## The task
Render every line of the items below as a two-column Markdown table headed "Row" and "Line," numbering each line in order and omitting blank lines.

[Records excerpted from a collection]
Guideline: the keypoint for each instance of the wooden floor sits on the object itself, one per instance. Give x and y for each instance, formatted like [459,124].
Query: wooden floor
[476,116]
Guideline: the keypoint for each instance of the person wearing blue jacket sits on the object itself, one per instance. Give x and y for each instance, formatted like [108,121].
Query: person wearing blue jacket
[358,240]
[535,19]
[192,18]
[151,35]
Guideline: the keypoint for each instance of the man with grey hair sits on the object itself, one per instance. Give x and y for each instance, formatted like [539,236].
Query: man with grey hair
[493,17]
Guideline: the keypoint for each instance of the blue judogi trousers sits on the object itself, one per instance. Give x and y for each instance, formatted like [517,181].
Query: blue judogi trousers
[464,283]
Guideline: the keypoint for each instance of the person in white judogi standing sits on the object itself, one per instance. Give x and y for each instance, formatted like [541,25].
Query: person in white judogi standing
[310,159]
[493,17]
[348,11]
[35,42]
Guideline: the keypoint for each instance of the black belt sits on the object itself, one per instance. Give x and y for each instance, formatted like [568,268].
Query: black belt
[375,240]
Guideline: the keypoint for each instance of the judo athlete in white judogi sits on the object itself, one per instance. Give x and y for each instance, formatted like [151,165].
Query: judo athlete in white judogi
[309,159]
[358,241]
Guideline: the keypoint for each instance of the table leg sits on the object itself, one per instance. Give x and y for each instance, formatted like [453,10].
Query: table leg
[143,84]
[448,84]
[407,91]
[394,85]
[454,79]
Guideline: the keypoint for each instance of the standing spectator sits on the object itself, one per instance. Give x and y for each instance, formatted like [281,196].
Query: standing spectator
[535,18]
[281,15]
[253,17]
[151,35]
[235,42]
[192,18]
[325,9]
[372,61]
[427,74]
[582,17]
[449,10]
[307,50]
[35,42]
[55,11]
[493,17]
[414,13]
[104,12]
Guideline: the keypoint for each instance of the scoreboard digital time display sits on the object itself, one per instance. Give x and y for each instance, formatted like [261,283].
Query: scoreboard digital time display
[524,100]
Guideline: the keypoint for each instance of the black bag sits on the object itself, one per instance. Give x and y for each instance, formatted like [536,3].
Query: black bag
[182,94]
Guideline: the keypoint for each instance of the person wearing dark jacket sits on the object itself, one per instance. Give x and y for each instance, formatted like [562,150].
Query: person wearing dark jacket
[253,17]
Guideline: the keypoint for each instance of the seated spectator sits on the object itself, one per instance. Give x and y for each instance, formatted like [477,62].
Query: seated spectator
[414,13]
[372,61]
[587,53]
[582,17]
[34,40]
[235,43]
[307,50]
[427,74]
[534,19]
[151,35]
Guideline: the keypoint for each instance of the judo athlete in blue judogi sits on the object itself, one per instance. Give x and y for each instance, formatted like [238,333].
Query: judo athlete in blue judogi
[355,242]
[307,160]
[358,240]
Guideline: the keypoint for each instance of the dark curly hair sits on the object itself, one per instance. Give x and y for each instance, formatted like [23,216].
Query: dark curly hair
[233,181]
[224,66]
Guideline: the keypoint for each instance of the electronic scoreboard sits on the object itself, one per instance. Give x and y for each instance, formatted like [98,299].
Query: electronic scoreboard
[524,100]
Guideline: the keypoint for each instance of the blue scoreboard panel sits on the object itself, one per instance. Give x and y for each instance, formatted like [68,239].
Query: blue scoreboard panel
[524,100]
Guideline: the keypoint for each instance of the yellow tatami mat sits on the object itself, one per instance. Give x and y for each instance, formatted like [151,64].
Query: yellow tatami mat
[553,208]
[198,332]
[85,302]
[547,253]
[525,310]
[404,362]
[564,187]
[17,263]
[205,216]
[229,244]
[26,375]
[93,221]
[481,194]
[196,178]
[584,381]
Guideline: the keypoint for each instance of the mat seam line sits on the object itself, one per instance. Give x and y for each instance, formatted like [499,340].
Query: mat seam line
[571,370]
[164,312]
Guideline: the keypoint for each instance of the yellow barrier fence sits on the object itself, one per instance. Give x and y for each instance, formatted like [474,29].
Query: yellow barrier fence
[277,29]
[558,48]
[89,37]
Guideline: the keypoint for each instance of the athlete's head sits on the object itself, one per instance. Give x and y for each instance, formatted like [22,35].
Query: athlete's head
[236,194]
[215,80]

## Reply
| Row | Line |
|---|---|
| 1 | Guideline: the keypoint for each instance of the wooden floor sits on the object itself, one per instance. Give x and y for each instance, formatted like [459,124]. |
| 2 | Query: wooden floor |
| 3 | [476,116] |
| 4 | Guideline: the keypoint for each instance of the person wearing blue jacket sits on the object itself, one per instance. Give x and y for each instance, formatted like [108,121]. |
| 5 | Query: person wearing blue jacket |
| 6 | [358,240] |
| 7 | [535,19] |
| 8 | [192,18] |
| 9 | [151,35] |
| 10 | Guideline: the keypoint for each instance of the man with grey hair sits on the object itself, one per instance. Give x and y for each instance, formatted like [539,236]. |
| 11 | Query: man with grey hair |
| 12 | [493,17] |
| 13 | Guideline: the keypoint for each instance of the blue judogi trousers sits on the object itself, one per instance. Give x and y for each instance, formatted like [517,181]. |
| 14 | Query: blue judogi trousers |
| 15 | [464,283] |
| 16 | Guideline: the keypoint for each instance of the person in white judogi standing sits on the object itself, one per instance. Give x and y for each instance, formatted like [541,25]. |
| 17 | Query: person in white judogi standing |
| 18 | [310,159] |
| 19 | [493,17] |
| 20 | [348,11] |
| 21 | [35,42] |
| 22 | Guideline: the keypoint for each instance of the black belt sits on the object itself, one per instance. Give x and y for each instance, formatted like [568,268]. |
| 23 | Query: black belt |
| 24 | [375,240] |
| 25 | Guideline: the keypoint for each instance of the judo athlete in white judogi sits on the object itself, one per instance. Give x and y for each instance, formatted like [151,165]. |
| 26 | Query: judo athlete in white judogi |
| 27 | [309,159] |
| 28 | [358,241] |
| 29 | Guideline: the keypoint for each instance of the table leg sits on the object itself, one per instance. Give x and y for each instance, formatted like [453,10]. |
| 30 | Query: table leg |
| 31 | [143,84] |
| 32 | [448,84] |
| 33 | [407,91] |
| 34 | [394,85] |
| 35 | [454,79] |
| 36 | Guideline: the keypoint for each instance of the standing spectator sits on the object itself, one per instance. Give x and y for each instance, formatted like [281,196]. |
| 37 | Query: standing spectator |
| 38 | [535,18] |
| 39 | [281,15] |
| 40 | [253,17] |
| 41 | [151,35] |
| 42 | [235,42] |
| 43 | [192,18] |
| 44 | [325,9] |
| 45 | [372,61] |
| 46 | [427,74] |
| 47 | [582,17] |
| 48 | [449,10] |
| 49 | [307,50] |
| 50 | [35,42] |
| 51 | [55,11] |
| 52 | [493,17] |
| 53 | [414,13] |
| 54 | [104,12] |
| 55 | Guideline: the keypoint for each instance of the scoreboard digital time display sits on the object itself, one per instance. Give x and y for each instance, formatted like [261,283]. |
| 56 | Query: scoreboard digital time display |
| 57 | [524,100] |
| 58 | Guideline: the keypoint for each instance of the black bag sits on the object itself, one per instance. Give x and y for each instance, formatted like [536,3]. |
| 59 | Query: black bag |
| 60 | [182,94] |
| 61 | Guideline: the keypoint for each instance of the person wearing dark jacket sits on the object itself, one per instance. Give x and y for each instance, formatted like [562,150]. |
| 62 | Query: person wearing dark jacket |
| 63 | [253,17] |
| 64 | Guideline: the keypoint for each instance of the seated spectator sits on the object itself, one per instance. Give x and y for each instance, formatted like [477,62]. |
| 65 | Query: seated spectator |
| 66 | [414,13] |
| 67 | [372,61] |
| 68 | [587,53] |
| 69 | [582,17] |
| 70 | [34,40] |
| 71 | [235,43] |
| 72 | [307,50] |
| 73 | [427,74] |
| 74 | [534,19] |
| 75 | [151,35] |
| 76 | Guideline: the keypoint for each instance of the judo athlete in blue judogi sits on the object itself, one per instance. Give x and y for each instance, formatted like [238,333]. |
| 77 | Query: judo athlete in blue judogi |
| 78 | [355,242] |
| 79 | [307,160] |
| 80 | [358,240] |
| 81 | Guideline: the keypoint for each instance of the dark curly hair sits on the object itself, one per instance. Give x and y for each instance, formatted like [23,216]. |
| 82 | Query: dark curly hair |
| 83 | [233,181] |
| 84 | [224,66] |
| 85 | Guideline: the keypoint for each instance of the electronic scoreboard sits on the object itself, one per instance. Give x and y for each instance, formatted like [98,299]. |
| 86 | Query: electronic scoreboard |
| 87 | [524,100] |
| 88 | Guideline: the keypoint for each instance of the blue scoreboard panel sits on the object itself, one per instance. Give x and y for each instance, formatted like [68,239]. |
| 89 | Query: blue scoreboard panel |
| 90 | [524,100] |
| 91 | Guideline: the keypoint for each instance of the yellow tatami mat sits on the object itself, one per instance. Give x and y for each instance, formatted like [151,64]. |
| 92 | Query: yellow tatami mat |
| 93 | [553,208] |
| 94 | [198,332] |
| 95 | [85,302] |
| 96 | [547,253] |
| 97 | [525,310] |
| 98 | [404,362] |
| 99 | [564,187] |
| 100 | [17,263] |
| 101 | [205,216] |
| 102 | [229,244] |
| 103 | [26,375] |
| 104 | [93,221] |
| 105 | [481,194] |
| 106 | [196,178] |
| 107 | [584,381] |
| 108 | Guideline: the keypoint for each instance of the mat seam line sits on the object itself, one per instance. Give x and y for each instance, formatted like [499,340]. |
| 109 | Query: mat seam line |
| 110 | [571,370] |
| 111 | [164,312] |
| 112 | Guideline: the keypoint for each instance of the yellow barrier fence sits on the object itself, one per instance. Give x and y for each instance, formatted like [474,29]. |
| 113 | Query: yellow barrier fence |
| 114 | [277,29] |
| 115 | [558,48] |
| 116 | [89,37] |
| 117 | Guideline: the keypoint for each instance of the athlete's head sits on the object itself, one per instance. Give x and y for each instance, formatted like [22,35]. |
| 118 | Query: athlete's head |
| 119 | [236,194] |
| 120 | [215,80] |